**Texte fourni**

----

Depuis plus de 10 ans, j’exerce comme TDS en Belgique. J’ai vu les pratiques évoluer, les annonces passer des magazines à Internet, et le milieu s’adapter à de nombreux défis. Pourtant, malgré les promesses de la réforme, la situation des travailleuses du sexe reste marquée par l’insécurité et l’exploitation.
Aujourd’hui, les TDS belges qui sont en règle doivent souvent recevoir chez elles, dans des Airbnbs, ou des hôtels. Celles qui ne remplissent pas toutes les conditions administratives deviennent encore plus vulnérables face à des exploitants ou des loueurs abusifs, travaillant souvent dans des logements précaires et à des prix exorbitants. Comme l’indique le rapport Myria, certaines TDS sont contraintes de louer des chambres à des prix jusqu’à trois fois supérieurs au marché. Ces logements, souvent aménagés de manière rudimentaire, ne garantissent ni sécurité ni dignité.

----

**Exercice écrit A**
Reprenez telles quelles les lignes des entrées, depuis celle qui contient « Could you point at the finger » jusqu'à la dernière ligne des entrées incluse.

**Données enregistrées**
----

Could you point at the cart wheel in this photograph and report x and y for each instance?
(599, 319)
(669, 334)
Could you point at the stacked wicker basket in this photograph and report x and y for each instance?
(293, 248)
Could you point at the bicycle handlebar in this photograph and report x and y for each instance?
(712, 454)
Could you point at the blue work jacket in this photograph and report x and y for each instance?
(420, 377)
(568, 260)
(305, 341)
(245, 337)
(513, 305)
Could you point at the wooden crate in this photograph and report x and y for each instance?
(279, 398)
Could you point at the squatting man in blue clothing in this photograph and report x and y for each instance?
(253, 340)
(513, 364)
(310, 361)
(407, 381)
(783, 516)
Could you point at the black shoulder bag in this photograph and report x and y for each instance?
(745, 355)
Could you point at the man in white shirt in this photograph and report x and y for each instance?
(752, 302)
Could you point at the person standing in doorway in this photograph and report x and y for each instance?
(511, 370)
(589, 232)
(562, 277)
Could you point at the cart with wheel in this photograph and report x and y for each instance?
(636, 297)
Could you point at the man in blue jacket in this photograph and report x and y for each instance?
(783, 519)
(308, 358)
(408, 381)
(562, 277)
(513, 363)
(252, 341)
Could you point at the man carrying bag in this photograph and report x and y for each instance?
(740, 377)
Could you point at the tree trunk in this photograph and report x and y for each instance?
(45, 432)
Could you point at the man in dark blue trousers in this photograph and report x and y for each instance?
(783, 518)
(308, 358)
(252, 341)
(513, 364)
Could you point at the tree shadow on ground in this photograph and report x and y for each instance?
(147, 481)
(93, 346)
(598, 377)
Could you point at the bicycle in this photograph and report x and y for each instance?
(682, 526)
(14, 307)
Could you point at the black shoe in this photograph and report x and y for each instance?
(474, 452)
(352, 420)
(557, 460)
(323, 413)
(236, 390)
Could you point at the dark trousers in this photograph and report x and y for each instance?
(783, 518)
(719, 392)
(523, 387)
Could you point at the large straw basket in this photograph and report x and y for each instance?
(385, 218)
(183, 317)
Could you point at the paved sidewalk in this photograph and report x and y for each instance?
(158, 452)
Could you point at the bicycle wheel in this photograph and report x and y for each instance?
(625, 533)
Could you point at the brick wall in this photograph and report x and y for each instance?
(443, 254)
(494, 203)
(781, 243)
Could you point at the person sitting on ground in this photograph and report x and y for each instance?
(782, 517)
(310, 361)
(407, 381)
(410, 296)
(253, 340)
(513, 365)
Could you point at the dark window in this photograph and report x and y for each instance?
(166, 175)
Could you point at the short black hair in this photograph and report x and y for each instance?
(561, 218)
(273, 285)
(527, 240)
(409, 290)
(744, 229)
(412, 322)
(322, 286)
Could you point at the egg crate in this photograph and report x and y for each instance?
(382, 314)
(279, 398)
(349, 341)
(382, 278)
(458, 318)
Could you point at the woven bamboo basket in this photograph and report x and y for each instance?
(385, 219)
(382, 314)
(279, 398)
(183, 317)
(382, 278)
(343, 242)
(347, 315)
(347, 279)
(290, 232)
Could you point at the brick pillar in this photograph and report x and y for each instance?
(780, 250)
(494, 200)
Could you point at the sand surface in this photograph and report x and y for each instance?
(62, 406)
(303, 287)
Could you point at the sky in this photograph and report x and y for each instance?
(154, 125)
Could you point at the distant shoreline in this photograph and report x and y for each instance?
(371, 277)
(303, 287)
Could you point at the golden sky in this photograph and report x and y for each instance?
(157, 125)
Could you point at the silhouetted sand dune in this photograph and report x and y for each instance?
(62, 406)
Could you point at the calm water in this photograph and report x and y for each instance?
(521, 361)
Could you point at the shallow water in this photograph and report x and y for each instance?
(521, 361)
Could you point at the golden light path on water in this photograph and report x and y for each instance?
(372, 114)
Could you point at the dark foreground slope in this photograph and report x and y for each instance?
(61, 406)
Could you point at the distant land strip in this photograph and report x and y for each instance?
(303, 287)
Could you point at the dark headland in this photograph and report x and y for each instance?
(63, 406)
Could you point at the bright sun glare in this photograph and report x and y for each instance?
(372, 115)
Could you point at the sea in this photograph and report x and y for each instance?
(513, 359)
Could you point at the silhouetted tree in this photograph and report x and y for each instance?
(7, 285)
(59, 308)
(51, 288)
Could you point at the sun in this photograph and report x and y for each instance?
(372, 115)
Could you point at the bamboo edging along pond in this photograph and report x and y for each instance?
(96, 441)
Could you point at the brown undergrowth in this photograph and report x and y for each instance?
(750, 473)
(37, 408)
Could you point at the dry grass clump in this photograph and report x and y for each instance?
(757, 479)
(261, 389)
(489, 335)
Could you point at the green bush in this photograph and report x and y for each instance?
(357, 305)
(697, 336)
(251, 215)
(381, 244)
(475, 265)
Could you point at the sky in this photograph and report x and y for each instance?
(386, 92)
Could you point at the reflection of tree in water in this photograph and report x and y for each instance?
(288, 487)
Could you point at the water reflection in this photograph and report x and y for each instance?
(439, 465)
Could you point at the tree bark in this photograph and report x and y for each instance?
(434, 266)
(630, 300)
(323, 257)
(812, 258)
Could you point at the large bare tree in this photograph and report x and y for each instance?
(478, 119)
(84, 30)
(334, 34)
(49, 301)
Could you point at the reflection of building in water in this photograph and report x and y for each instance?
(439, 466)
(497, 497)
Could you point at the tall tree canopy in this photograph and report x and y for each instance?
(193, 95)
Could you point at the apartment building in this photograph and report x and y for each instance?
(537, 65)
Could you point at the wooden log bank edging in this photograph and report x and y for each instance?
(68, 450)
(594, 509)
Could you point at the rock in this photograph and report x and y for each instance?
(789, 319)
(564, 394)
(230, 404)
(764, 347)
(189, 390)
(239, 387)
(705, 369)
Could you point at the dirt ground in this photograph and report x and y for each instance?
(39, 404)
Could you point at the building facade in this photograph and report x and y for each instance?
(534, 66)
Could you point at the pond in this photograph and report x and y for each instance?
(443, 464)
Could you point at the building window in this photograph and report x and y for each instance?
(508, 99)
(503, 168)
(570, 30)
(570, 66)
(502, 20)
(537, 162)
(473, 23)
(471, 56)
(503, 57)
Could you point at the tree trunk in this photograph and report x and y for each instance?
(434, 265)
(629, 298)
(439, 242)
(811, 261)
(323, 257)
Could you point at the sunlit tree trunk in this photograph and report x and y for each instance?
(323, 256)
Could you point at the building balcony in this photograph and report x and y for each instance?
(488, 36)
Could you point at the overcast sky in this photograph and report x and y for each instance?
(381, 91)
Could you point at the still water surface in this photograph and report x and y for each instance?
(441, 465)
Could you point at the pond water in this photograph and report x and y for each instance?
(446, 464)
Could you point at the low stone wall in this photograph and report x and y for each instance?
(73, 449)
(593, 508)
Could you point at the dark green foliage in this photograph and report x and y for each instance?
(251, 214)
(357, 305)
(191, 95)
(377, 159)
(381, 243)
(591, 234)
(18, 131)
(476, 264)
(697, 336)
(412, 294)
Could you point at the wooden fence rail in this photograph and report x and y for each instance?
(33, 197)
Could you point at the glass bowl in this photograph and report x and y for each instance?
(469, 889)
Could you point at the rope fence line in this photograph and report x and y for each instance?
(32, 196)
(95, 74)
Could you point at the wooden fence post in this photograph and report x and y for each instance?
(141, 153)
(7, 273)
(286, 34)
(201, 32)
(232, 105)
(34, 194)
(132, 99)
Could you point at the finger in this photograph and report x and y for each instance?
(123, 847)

----

**Exercice écrit B**
Transcrivez fidèlement le passage du texte fourni, depuis « Aujourd’hui, les TDS » jusqu'à « sécurité ni dignité. » inclus.

**Réponse attendue A**
Could you point at the finger in this photograph and report x and y for each instance?
(123, 847)

**Réponse attendue B**
Aujourd’hui, les TDS belges qui sont en règle doivent souvent recevoir chez elles, dans des Airbnbs, ou des hôtels. Celles qui ne remplissent pas toutes les conditions administratives deviennent encore plus vulnérables face à des exploitants ou des loueurs abusifs, travaillant souvent dans des logements précaires et à des prix exorbitants. Comme l’indique le rapport Myria, certaines TDS sont contraintes de louer des chambres à des prix jusqu’à trois fois supérieurs au marché. Ces logements, souvent aménagés de manière rudimentaire, ne garantissent ni sécurité ni dignité.